Wahid Azal, 29/2/2016, "Comentários" na pág. de Pepe Escobar no Facebook, 29/2/2016
Traduzido pelo Coletivo Vila Vudu
De fato, é preciso gostar de novelões tragicômicos, para levar a sério o que é apresentado como 'noticiário' na mídia-empresa de massa no ocidente.
O bloco reformista-moderado que cerca o presidente Rouhani obteve 30 assentos com voto no Parlamento, em Teerã, obteve alguns avanços modestos em Isfahan (ainda menos que isso em Qom). E a mídia-empresa de massa no ocidente apresenta as eleições da 6ª-feira como se tivesse sido vitória arrasadora para os "reformistas iranianos". Nada disso.
Houve alguns ganhos modestos dos tais ditos "reformistas" – e nada além disso. A única cidade onde os ditos moderados-reformistas venceram foi Teerã – a capital, num país com mais de 12 milhões de habitantes. – O restante do Irã acompanhou os principistas e independentes. Não esqueçamos que, em 290 assentos com votos, 30 é indisfarçável pequena minoria.
Por exemplo, não ocorreu ao 'jornalismo' ocidental destacar o fato de que a população que não vive nas grandes cidades (especialmente o Irã rural), e que no total representa a maioria do eleitorado iraniano não teria motivo algum para votar a favor de políticas de privatização e economia neoliberal, como pregam os ditos "reformistas moderados". Sim, Hasan Rouhani obteve vitória significativa, ao ganhar um décimo Parlamento que será mais amigável com suas políticas que o nono; mas as eleições parlamentares não resultaram, nem de longe, em vitória 'arrasadora' do bloco reformista moderado, uma vez que o restante do Irã, sim, votou a favor dos principistas e dos independentes com tendências principistas. Claramente, alguns dos 'observadores de Irã' a serviço da mídia-empresa ocidental ou vivem numa terra do nunca infantilizada, ou, simplesmente, recebem salário para mentir.

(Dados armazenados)
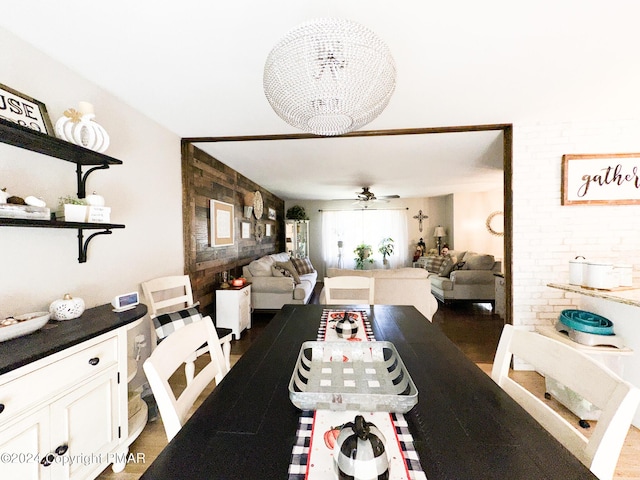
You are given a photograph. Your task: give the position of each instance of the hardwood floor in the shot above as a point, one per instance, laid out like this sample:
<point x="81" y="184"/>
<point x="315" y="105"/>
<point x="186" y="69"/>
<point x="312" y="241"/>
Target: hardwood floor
<point x="472" y="327"/>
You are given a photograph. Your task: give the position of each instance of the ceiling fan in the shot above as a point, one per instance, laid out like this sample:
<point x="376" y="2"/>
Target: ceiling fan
<point x="367" y="196"/>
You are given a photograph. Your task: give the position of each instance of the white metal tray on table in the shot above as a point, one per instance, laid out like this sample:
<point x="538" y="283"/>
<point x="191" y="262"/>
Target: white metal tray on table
<point x="344" y="375"/>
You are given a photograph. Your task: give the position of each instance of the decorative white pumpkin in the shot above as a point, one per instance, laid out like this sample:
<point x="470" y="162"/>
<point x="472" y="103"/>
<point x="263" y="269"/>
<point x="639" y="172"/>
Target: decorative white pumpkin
<point x="80" y="129"/>
<point x="35" y="201"/>
<point x="66" y="308"/>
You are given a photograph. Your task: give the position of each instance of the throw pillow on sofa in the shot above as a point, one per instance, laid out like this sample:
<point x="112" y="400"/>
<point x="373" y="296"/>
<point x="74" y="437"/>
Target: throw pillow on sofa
<point x="261" y="267"/>
<point x="447" y="266"/>
<point x="291" y="269"/>
<point x="478" y="262"/>
<point x="303" y="265"/>
<point x="278" y="271"/>
<point x="433" y="263"/>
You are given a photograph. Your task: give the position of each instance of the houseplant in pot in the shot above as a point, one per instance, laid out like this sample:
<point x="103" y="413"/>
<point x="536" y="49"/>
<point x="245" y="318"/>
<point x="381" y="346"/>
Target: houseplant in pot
<point x="363" y="254"/>
<point x="386" y="249"/>
<point x="73" y="209"/>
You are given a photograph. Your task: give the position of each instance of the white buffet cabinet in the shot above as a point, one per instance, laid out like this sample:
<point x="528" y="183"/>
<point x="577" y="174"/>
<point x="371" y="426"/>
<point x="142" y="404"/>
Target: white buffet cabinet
<point x="64" y="415"/>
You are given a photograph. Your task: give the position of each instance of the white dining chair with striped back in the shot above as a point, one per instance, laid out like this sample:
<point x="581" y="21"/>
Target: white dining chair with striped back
<point x="165" y="360"/>
<point x="170" y="303"/>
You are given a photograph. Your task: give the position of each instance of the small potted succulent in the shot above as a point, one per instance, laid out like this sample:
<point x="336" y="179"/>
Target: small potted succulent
<point x="73" y="209"/>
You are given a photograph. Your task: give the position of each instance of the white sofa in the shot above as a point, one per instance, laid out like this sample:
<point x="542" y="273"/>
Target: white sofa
<point x="270" y="290"/>
<point x="400" y="286"/>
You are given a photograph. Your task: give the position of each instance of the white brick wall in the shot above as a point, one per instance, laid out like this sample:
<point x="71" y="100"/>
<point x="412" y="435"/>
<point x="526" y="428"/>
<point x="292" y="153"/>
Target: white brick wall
<point x="546" y="235"/>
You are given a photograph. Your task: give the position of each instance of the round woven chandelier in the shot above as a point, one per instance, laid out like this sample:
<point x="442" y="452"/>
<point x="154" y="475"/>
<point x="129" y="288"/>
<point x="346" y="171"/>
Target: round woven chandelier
<point x="329" y="76"/>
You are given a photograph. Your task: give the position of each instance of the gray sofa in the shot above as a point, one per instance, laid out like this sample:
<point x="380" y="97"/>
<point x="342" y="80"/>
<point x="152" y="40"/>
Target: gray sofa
<point x="275" y="281"/>
<point x="462" y="275"/>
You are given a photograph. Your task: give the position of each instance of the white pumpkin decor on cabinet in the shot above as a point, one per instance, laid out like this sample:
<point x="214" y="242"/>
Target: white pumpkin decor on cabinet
<point x="79" y="127"/>
<point x="66" y="308"/>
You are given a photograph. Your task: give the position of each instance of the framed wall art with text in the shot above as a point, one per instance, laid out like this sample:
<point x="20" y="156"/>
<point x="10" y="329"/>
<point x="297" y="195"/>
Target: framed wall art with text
<point x="601" y="179"/>
<point x="24" y="110"/>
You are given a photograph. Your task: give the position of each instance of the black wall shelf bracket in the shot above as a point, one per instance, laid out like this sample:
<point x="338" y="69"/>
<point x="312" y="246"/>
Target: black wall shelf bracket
<point x="82" y="179"/>
<point x="83" y="245"/>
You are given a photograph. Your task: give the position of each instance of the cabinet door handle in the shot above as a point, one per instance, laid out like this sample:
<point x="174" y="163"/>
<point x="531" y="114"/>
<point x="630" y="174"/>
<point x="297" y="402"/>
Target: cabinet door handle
<point x="62" y="449"/>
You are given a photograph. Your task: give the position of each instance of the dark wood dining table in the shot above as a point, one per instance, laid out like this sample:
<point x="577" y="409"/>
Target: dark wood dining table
<point x="463" y="426"/>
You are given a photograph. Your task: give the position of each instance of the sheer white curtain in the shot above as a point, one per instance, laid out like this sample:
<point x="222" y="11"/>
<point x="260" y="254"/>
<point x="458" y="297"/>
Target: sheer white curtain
<point x="353" y="227"/>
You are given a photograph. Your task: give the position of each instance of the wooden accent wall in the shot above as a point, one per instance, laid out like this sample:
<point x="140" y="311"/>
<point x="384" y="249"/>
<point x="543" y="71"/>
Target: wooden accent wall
<point x="205" y="178"/>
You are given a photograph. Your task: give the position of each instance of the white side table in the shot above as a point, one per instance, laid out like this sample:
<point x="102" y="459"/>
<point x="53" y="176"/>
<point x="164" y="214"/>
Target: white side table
<point x="233" y="308"/>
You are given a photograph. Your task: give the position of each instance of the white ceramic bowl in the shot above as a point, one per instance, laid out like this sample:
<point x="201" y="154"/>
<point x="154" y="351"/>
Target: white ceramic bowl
<point x="27" y="323"/>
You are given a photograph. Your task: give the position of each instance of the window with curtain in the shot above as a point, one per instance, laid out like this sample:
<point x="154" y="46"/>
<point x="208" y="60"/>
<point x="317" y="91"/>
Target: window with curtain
<point x="353" y="227"/>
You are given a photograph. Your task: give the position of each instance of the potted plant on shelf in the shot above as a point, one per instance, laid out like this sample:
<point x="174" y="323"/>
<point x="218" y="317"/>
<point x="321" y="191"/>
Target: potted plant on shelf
<point x="73" y="209"/>
<point x="363" y="254"/>
<point x="386" y="249"/>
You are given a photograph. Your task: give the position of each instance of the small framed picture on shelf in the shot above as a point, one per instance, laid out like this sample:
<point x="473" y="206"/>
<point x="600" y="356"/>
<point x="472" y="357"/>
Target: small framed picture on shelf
<point x="246" y="230"/>
<point x="23" y="110"/>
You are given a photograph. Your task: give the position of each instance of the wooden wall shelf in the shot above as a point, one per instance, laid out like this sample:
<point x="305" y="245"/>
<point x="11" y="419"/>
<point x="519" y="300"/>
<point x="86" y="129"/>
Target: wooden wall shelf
<point x="22" y="137"/>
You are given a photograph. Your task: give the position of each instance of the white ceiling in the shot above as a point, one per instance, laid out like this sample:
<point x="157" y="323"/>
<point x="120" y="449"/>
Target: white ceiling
<point x="195" y="67"/>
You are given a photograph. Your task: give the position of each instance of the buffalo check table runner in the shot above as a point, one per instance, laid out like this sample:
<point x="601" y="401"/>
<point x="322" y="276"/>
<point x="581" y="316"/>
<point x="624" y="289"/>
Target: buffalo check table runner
<point x="312" y="460"/>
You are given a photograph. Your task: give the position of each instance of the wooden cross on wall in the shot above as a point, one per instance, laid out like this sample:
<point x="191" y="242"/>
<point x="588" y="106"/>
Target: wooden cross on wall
<point x="420" y="217"/>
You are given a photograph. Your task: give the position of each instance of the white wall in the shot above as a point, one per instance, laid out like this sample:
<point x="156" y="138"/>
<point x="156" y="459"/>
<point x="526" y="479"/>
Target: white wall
<point x="145" y="193"/>
<point x="470" y="212"/>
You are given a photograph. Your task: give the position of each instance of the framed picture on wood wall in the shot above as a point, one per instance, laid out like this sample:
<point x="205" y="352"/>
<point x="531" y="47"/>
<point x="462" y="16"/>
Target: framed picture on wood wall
<point x="222" y="223"/>
<point x="601" y="179"/>
<point x="24" y="110"/>
<point x="246" y="230"/>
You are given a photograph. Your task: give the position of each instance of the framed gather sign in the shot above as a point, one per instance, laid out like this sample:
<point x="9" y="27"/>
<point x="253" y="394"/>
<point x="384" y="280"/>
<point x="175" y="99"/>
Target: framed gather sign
<point x="222" y="221"/>
<point x="24" y="110"/>
<point x="600" y="179"/>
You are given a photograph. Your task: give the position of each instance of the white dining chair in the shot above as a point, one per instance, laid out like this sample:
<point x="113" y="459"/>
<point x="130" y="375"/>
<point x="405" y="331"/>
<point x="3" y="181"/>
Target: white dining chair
<point x="617" y="399"/>
<point x="169" y="300"/>
<point x="349" y="290"/>
<point x="169" y="355"/>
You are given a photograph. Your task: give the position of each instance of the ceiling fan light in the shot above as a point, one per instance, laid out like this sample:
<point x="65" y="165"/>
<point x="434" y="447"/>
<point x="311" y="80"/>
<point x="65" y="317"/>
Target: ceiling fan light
<point x="329" y="76"/>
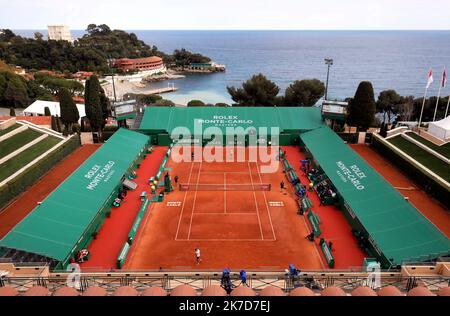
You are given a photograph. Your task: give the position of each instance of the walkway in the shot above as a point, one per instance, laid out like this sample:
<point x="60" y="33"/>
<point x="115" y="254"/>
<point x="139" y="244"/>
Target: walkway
<point x="334" y="225"/>
<point x="114" y="232"/>
<point x="430" y="208"/>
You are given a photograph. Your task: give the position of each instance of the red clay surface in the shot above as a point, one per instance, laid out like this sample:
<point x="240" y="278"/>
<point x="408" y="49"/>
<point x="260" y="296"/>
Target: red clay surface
<point x="16" y="211"/>
<point x="334" y="225"/>
<point x="429" y="207"/>
<point x="236" y="229"/>
<point x="114" y="231"/>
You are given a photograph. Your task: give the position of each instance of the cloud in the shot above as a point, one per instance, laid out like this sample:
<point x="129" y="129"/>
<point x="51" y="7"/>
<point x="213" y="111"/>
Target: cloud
<point x="228" y="14"/>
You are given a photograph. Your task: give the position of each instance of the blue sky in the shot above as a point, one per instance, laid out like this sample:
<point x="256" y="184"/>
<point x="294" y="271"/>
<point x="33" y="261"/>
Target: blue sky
<point x="228" y="14"/>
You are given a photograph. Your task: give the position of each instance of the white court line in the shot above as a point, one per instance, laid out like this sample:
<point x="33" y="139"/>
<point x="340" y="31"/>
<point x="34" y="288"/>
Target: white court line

OBJETIVOS:
**1.** Liste todas as cidades mencionadas no comentário sobre as eleições no Irã.
**2.** Copie do comentário sobre as eleições no Irã o trecho que vai de "Por exemplo, não" até "salário para mentir.".

RESPOSTAS POR TAREFA:
**1.** Teerã, Isfahan, Qom

**2.**
Por exemplo, não ocorreu ao 'jornalismo' ocidental destacar o fato de que a população que não vive nas grandes cidades (especialmente o Irã rural), e que no total representa a maioria do eleitorado iraniano não teria motivo algum para votar a favor de políticas de privatização e economia neoliberal, como pregam os ditos "reformistas moderados". Sim, Hasan Rouhani obteve vitória significativa, ao ganhar um décimo Parlamento que será mais amigável com suas políticas que o nono; mas as eleições parlamentares não resultaram, nem de longe, em vitória 'arrasadora' do bloco reformista moderado, uma vez que o restante do Irã, sim, votou a favor dos principistas e dos independentes com tendências principistas. Claramente, alguns dos 'observadores de Irã' a serviço da mídia-empresa ocidental ou vivem numa terra do nunca infantilizada, ou, simplesmente, recebem salário para mentir.